## Task instructions:
Rewrite the lines from the line containing "For every instance of the blue" to the line containing "[(266, 396), (308, 416)]" as a two-column CSV with the headers text and answer, one row per answer. Each row should hold the preceding text and its answer, each in one quoted field with line breaks replaced by spaces, and the pictures omitted.

## Data entries:

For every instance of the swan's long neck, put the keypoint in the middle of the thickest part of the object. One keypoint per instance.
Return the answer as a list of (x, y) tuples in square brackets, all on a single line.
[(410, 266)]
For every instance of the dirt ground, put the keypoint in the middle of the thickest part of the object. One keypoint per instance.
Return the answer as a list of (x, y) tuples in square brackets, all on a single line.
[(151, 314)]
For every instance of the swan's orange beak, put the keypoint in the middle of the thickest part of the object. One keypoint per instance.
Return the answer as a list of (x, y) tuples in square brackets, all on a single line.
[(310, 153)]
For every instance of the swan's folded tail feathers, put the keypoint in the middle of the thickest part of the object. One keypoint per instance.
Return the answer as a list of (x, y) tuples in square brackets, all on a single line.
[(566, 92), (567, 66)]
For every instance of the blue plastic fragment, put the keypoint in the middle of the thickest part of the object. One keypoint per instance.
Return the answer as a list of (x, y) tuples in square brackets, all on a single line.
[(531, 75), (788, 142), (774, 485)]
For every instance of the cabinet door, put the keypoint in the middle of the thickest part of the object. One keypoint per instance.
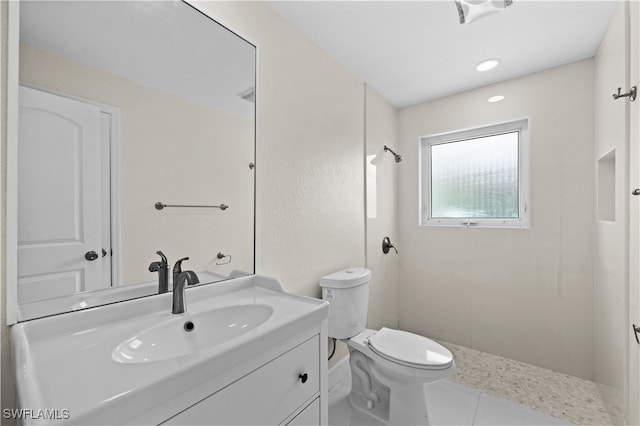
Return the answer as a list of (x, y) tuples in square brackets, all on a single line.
[(266, 396), (308, 416)]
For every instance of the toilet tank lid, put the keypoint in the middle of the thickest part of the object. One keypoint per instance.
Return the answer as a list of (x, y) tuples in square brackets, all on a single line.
[(349, 277)]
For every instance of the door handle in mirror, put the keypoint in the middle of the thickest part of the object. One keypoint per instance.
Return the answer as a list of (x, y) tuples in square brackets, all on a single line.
[(91, 255)]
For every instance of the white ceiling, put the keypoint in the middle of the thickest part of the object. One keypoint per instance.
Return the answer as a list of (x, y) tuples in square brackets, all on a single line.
[(414, 51)]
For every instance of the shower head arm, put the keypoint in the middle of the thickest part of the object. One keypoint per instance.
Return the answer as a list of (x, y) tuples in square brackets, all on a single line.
[(397, 156)]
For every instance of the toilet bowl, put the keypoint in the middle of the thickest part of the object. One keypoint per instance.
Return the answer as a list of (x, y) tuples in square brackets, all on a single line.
[(389, 367)]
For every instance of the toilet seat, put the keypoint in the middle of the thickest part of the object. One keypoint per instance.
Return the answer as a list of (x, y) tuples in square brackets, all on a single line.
[(410, 349)]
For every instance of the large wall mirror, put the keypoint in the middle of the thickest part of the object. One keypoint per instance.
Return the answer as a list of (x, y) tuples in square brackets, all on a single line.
[(131, 132)]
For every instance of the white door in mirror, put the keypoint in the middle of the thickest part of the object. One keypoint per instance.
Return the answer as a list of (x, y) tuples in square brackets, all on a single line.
[(59, 196)]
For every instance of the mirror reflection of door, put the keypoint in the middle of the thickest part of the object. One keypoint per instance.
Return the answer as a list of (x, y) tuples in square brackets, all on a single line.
[(64, 181)]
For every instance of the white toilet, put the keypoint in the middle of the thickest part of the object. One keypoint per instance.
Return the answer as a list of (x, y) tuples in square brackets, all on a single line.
[(389, 368)]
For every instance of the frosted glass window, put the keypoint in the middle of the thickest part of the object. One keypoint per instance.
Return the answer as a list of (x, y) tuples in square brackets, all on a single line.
[(476, 177)]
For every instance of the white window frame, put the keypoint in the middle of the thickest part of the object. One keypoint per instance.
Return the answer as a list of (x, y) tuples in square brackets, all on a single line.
[(425, 144)]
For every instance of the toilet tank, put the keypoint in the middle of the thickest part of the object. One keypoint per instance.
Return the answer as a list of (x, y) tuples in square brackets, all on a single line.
[(347, 292)]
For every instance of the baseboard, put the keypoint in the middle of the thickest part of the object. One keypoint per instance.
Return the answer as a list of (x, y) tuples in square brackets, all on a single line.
[(339, 372)]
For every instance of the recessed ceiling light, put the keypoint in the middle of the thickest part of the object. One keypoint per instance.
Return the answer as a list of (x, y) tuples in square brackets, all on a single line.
[(488, 64)]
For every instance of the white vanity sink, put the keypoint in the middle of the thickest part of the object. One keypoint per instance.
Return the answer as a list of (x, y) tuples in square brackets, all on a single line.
[(190, 333), (134, 362)]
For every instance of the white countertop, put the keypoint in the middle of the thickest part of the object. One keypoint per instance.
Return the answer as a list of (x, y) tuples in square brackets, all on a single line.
[(65, 362)]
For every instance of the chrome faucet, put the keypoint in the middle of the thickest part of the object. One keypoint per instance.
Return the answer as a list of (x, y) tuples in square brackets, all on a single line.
[(181, 279), (162, 268), (177, 270), (179, 284)]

## The solution:
text,answer
"For every instance of the blue plastic fragment, put the keypoint in the middle of the thickest part of the object. One keypoint per instance. Return the answer as a list of (x, y) tuples in square brackets, all on a single line.","[(531, 75), (788, 142), (774, 485)]"
"For every instance of the cabinet door, put the keypoint in the middle of the thickest part of the object. One keypoint per instance. Return the answer as a list of (x, y) tuples in square brackets, all on a single line.","[(266, 396), (308, 416)]"